- [Exercise prompt]
Answer these questions using the bridal dress shopping tips.
1. What does Brideside advise about other people's opinions?
2. Besides setting up a time to talk beforehand, what two things will a Brideside stylist do?
3. What three things does the text name as ones you shouldn't be sporting when you go to try on the dress?
--- Source document Enclosed Below ---
Brideside’s advice? “Don’t overvalue other people’s opinions. Choose what you love and what makes you feel like you.” I feel this and this sh*t resonates with me on a NORMAL day. So, you should especially take that sh*t to heart if you’re looking for the dress that feels the most YOU on a day celebrating YOU and someone else sorta. If you want a pink dress with sparkles, get a f*cking pink dress with sparkles. If you wanna wear cowboy boots, know that I’ll judge you – but it also isn’t my wedding. So you do you, boo. *Forehead kisses*
7. Connect With Your Stylist Before The Appointment
This isn’t really an option at most bridal salons, but it f*cking is at Brideside. Why does it even matter whether or not you talk to the person that’ll see you in a bra and Spanx all day? “It’s a lot easier to chat up your stylist at an appointment when you feel like you already know her.” Oh, so, like, that makes sense. You may not feel as awkward saying, “Hey Stacy, I f*cking hate this dress” or “Omg Stacy, you’re a f*cking mind reader” if you’ve had even one convo beforehand. The more you know!
“Your Brideside stylist will set up a time to talk before hand, introduce herself and hear about what you’re looking for.” Praise be. So, if you know your Brideside stylist ahead of time, you’ll feel better about having a meltdown and talking about how your MIL is impossible to please and that you need a dress that conceals your cankles!
8. Come Prepared
Speaking of Spanx, wearing the right undergarments and looking as close as is possible to how you would on the big day is a GREAT bit of advice for heading into your bridal dress appointment. If you head in to try on the “most important dress” you’ll ever buy while sporting acne cream, a messy bun, and last night’s smoky eye, you’re notttt really going to come to appreciate the whole vision that your stylist is working for you to see. Plus, you’ll want to take pics to remember what each dress, or, dresses you’re torn between look like. If you look hot AF in said pics, it’s just one less thing distracting you from how you actually look in said dress.
--- End of Enclosed Source document ---
--- Extracted data Enclosed Below ---
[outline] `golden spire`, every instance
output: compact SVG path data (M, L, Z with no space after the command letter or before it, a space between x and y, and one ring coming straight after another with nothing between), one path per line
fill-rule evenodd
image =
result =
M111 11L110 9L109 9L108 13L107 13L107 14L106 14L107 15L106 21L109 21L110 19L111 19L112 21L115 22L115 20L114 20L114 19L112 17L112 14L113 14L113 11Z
--- End of Enclosed Extracted data ---
- [Your response]
1. Don't overvalue them; choose what you love and what makes you feel like you.
2. She will introduce herself and hear about what you're looking for.
3. Acne cream, a messy bun, and last night's smoky eye.